(Natural-language object grounding data)
──────────

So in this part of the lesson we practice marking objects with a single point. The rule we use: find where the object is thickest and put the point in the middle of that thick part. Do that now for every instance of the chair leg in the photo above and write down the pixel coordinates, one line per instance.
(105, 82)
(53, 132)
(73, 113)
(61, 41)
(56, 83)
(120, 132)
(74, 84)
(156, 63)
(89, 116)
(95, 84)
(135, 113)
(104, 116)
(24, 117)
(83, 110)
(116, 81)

──────────

• **Activity**: Restate the data word for word, leaving nothing out.

• **Response area**:
So in this part of the lesson we practice marking objects with a single point. The rule we use: find where the object is thickest and put the point in the middle of that thick part. Do that now for every instance of the chair leg in the photo above and write down the pixel coordinates, one line per instance.
(105, 82)
(53, 132)
(73, 113)
(61, 41)
(56, 83)
(120, 132)
(74, 84)
(156, 63)
(89, 116)
(95, 84)
(135, 113)
(104, 116)
(24, 117)
(83, 110)
(116, 81)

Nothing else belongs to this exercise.